What you are asked to do: Please return all records verbatim, no pictures.

[Stored data entries]
>>>
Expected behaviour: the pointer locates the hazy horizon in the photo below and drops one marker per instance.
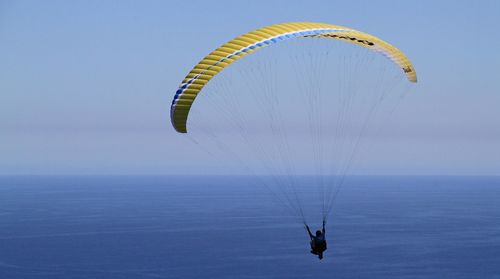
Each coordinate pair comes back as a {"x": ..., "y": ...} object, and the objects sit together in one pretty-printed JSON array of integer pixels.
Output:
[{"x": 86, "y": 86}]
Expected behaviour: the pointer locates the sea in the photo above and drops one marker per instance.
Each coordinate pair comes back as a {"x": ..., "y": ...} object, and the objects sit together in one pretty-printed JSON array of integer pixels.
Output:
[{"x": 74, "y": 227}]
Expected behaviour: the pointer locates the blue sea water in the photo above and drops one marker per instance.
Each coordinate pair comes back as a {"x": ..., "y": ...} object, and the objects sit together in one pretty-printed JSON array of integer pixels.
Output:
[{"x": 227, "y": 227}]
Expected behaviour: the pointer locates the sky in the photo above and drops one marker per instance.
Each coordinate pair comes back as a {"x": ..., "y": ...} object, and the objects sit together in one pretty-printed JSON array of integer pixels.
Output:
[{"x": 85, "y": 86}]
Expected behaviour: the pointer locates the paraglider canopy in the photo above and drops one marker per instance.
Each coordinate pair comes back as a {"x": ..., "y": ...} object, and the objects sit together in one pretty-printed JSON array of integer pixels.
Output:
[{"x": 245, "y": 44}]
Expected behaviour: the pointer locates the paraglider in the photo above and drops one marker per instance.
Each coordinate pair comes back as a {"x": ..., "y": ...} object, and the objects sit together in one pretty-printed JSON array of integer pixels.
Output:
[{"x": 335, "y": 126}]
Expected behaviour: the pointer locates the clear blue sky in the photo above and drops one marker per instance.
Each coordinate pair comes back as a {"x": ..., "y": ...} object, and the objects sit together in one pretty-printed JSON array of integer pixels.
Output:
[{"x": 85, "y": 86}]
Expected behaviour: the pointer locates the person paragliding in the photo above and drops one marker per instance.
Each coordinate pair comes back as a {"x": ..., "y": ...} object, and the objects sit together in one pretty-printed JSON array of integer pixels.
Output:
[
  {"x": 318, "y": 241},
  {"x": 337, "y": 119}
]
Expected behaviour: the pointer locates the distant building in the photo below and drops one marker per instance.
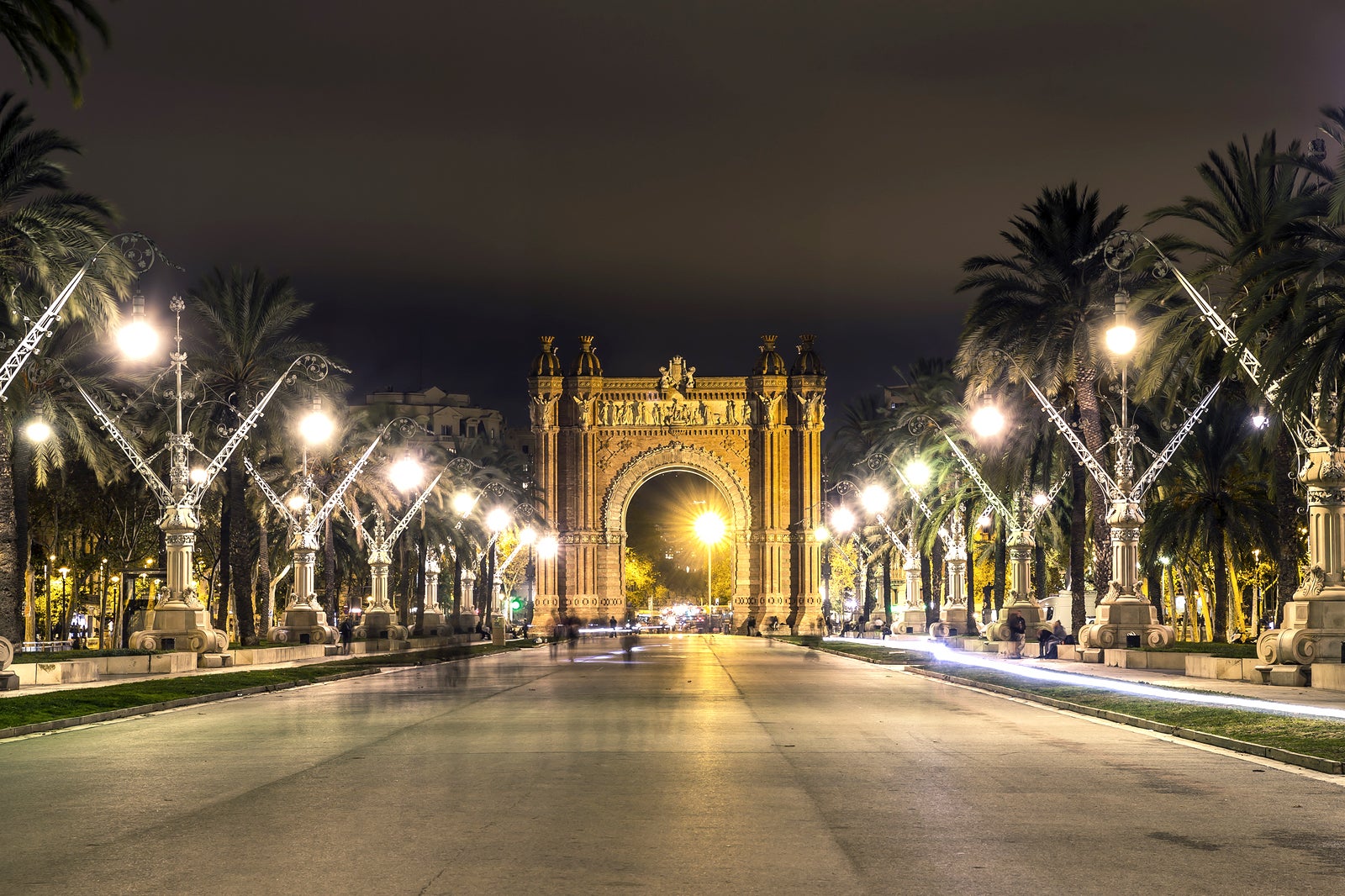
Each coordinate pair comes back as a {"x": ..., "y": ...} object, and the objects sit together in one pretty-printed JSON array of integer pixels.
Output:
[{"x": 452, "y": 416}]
<<<
Task solution:
Expected behaviour: the pointer locates the hazy horizon in the photo below and drops one marker per instance.
Each coordinate pair comes back as a {"x": ..., "y": ...} object, and the objects sit together in one pretty-printed JSON array of integer pixels.
Output:
[{"x": 86, "y": 86}]
Expected behaviour: the pointer locates the sea in the photo above and drops one marker per instance.
Each coordinate pair comes back as a {"x": ..., "y": ...} object, and the objects sit together in one pretty-printed JSON array of integer pixels.
Output:
[{"x": 74, "y": 227}]
Expected behaviour: the pointer locates the blue sea water in the photo above and drops one marker per instance.
Each coordinate pair comes back as a {"x": ..., "y": ...} object, and the objects sit together in one pretty-printed JSON array of integer pixels.
Output:
[{"x": 227, "y": 227}]
Expected behaviour: the pointer locates the sky in the photo above and drops one marker per instance.
Each coordinate pair comes back as a {"x": ..., "y": ...} object, and the objects sit together in one pretty-printed JSON array of integer pixels.
Output:
[{"x": 85, "y": 86}]
Expected behaviour: the pointer locates the paraglider canopy in the photo above and drops one marker per instance.
Each coordinate pair comes back as a {"x": ..., "y": ...} object, and the objects sit together in one pretty-printed JSON array of integer pixels.
Output:
[{"x": 245, "y": 44}]
Expected behaviour: the pointer locates the paraglider in the photo above and drops one marker per instance.
Each coordinate pair comes back as a {"x": ..., "y": ...} object, and the objects sit together in one pretty-printed JSON array of integer pixels.
Output:
[{"x": 335, "y": 126}]
Expected behaviour: the pointer locates the clear blue sky in the photo above and drops one marker per instance.
Each coordinate pair comes back as a {"x": ..., "y": ...} object, and the objects sit together in one pretty-printed JSON array of integer pixels.
Output:
[{"x": 85, "y": 86}]
Expected behaviour: the pointer locates the person paragliding in the photo above and drops one marker per instance.
Each coordinate pair comes back as a {"x": ..., "y": ...} object, and the objects sit together in one pretty-printed JSON array of integer pixels.
Output:
[
  {"x": 318, "y": 241},
  {"x": 337, "y": 119}
]
Expected behaviour: the pointer locates the distant building in the photo below and drops one marker per instance.
Each coordinate pair comes back as a {"x": ..., "y": ...} object, and the objects sit together in one pretty-printed JSON array of integer pixels.
Output:
[{"x": 452, "y": 416}]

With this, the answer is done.